▶ [Task statement]: Reproduce the Mulago Hospital twinning program passage word for word, from "This study was carried" to "pre-program versus post-program.".

╭─ Passage shown

Neurosurgical Outcomes Following Establishment of a Twinning Program at Mulago Hospital in Uganda
Duke University Medical Center neurosurgeon, Dr. Micheal Haglund, established a twinning program between Duke and Mulago Hospital in Kampala, Uganda back in 2008. While a study was performed in 2011 that showed that the program had increased neurosurgical capacity, there was no study looking at patient outcomes. This study was thus undertaken to explore patient outcomes in an effort to provide information the program could use for evaluating its impact.
This study was carried out in a retrospective fashion including all patients who underwent a neurosurgical procedure at Mulago Hospital from fiscal year 2005 to 2013. Data for this study was extracted from three sources: surgical log books, patient charts, and Mulago Hospital death registry. Information from these sources were collected using electronic data collection tools to determine morality rate (30-day and overall), infection rate (pre-op and post-op), and length of stay (total, pre-op, and post-op). These three outcome measures were then compared pre-program versus post-program.

╰─
╭─ Data to examine

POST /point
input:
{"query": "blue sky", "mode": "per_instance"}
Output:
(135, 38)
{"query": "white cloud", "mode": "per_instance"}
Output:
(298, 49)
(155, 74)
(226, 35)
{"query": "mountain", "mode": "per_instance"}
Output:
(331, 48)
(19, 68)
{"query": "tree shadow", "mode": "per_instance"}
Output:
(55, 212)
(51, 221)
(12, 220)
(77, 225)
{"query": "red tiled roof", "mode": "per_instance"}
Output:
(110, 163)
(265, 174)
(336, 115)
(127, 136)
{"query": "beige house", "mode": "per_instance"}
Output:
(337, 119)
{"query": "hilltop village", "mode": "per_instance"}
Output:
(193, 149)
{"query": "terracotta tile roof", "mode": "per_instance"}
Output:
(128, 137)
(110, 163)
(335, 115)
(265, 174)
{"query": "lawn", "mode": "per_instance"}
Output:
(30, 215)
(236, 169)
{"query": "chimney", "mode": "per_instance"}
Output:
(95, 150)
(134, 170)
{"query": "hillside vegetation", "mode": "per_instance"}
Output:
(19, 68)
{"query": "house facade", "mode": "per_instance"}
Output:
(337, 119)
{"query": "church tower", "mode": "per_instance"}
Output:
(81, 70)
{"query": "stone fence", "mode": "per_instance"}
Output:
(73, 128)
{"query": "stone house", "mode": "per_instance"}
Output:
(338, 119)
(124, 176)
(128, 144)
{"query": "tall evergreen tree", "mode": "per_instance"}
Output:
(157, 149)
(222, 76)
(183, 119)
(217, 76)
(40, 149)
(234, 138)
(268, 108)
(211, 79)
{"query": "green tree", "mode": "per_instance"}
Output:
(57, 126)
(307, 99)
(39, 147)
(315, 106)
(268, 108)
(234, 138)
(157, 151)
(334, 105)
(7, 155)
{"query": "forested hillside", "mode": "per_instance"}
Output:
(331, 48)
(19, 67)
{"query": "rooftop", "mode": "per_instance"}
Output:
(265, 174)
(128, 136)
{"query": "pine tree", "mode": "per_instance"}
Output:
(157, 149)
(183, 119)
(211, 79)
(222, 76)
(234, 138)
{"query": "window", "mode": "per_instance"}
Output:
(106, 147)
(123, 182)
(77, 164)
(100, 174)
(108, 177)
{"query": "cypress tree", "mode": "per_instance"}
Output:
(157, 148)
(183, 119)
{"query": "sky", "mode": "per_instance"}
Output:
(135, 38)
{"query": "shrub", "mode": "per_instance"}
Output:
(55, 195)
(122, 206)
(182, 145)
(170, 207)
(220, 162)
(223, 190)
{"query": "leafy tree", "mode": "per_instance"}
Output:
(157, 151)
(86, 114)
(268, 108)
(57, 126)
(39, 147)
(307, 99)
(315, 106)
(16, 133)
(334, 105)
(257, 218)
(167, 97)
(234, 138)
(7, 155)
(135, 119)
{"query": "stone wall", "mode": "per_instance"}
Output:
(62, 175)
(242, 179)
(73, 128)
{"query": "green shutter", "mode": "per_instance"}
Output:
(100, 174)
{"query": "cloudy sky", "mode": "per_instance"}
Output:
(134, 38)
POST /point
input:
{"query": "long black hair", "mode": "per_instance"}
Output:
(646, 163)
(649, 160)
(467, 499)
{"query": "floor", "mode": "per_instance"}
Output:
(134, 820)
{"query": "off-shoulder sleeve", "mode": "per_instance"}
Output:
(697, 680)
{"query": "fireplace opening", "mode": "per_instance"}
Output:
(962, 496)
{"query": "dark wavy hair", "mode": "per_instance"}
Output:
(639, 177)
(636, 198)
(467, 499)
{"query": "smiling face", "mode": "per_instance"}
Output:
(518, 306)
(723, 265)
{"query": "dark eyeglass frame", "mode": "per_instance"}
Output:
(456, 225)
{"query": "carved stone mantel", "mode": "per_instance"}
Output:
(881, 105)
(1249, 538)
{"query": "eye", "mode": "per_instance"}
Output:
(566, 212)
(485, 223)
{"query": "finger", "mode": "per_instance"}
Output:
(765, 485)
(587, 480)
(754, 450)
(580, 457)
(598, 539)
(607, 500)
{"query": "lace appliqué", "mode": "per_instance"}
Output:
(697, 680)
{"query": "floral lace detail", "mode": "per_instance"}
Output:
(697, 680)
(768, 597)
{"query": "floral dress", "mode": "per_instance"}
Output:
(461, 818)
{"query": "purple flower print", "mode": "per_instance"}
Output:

╰─

▶ [Exercise result]:
This study was carried out in a retrospective fashion including all patients who underwent a neurosurgical procedure at Mulago Hospital from fiscal year 2005 to 2013. Data for this study was extracted from three sources: surgical log books, patient charts, and Mulago Hospital death registry. Information from these sources were collected using electronic data collection tools to determine morality rate (30-day and overall), infection rate (pre-op and post-op), and length of stay (total, pre-op, and post-op). These three outcome measures were then compared pre-program versus post-program.